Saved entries
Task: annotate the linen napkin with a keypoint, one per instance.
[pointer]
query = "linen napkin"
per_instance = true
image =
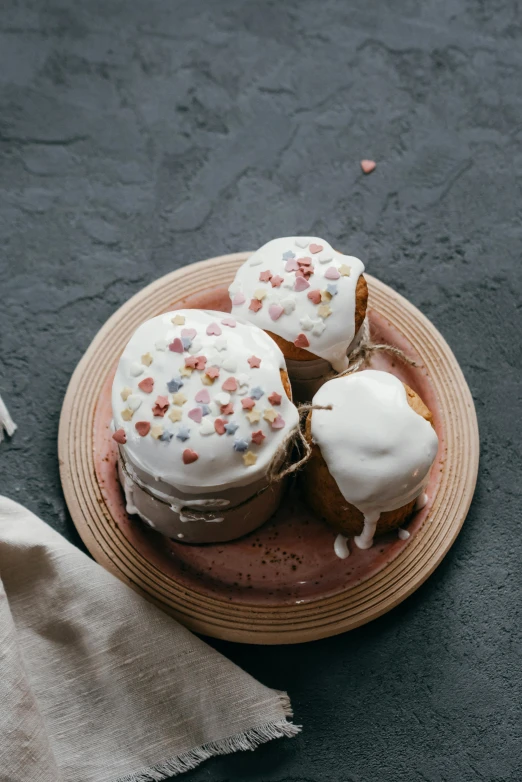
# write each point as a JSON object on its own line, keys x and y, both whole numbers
{"x": 97, "y": 685}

- _Exercise description_: A verbatim copy of the records is needed, with all images omitted.

- _Solution_:
Task: annotate the linen napkin with a keypoint, one per instance.
[pointer]
query = "linen napkin"
per_instance = true
image =
# write each point as a JSON object on its own line, keys x and y, both whole numbers
{"x": 97, "y": 685}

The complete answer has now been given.